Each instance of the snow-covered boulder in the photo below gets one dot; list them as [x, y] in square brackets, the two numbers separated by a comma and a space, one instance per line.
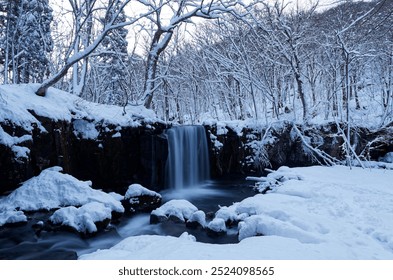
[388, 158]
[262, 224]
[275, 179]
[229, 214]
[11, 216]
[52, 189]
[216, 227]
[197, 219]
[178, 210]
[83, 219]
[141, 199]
☆ ☆ ☆
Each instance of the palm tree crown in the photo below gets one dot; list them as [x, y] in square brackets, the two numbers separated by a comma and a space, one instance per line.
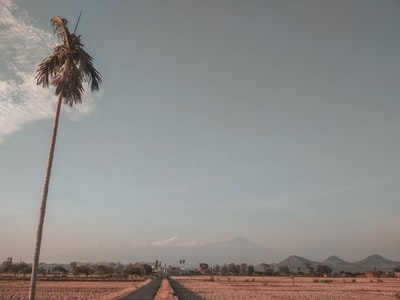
☆ ☆ ☆
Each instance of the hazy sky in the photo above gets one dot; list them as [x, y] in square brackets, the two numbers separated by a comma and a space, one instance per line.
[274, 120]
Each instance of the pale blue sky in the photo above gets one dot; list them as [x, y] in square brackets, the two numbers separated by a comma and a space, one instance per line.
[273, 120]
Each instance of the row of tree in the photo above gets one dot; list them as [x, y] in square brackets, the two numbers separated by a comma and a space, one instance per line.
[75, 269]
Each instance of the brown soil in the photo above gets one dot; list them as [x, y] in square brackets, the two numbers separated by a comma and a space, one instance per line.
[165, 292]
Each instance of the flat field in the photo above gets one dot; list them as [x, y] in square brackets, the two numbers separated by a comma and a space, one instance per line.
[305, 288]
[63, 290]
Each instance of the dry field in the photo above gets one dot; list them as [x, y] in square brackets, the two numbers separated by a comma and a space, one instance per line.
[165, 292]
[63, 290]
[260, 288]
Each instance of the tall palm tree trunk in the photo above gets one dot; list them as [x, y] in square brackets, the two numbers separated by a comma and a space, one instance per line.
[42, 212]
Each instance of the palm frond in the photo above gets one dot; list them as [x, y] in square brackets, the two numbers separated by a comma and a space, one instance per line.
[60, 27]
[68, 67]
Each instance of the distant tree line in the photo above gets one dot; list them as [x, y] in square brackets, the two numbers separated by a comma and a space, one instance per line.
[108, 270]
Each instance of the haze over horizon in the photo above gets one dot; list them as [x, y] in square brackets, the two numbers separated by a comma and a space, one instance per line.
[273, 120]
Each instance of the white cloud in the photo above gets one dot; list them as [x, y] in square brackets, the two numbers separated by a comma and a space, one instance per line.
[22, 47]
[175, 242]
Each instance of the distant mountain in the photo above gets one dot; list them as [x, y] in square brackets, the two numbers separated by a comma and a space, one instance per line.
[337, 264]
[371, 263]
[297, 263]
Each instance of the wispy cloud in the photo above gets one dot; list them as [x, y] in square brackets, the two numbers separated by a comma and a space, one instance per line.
☆ ☆ ☆
» **Task statement**
Gather every line above that contains the word "covered", treating case as significant, and copy each one out whole.

» **Correct answer**
Each instance of the snow-covered boulder in the photo below gets one dot; list them as [x, y] in square brackets, the two numbers separated by a comma and a space, one instance per line.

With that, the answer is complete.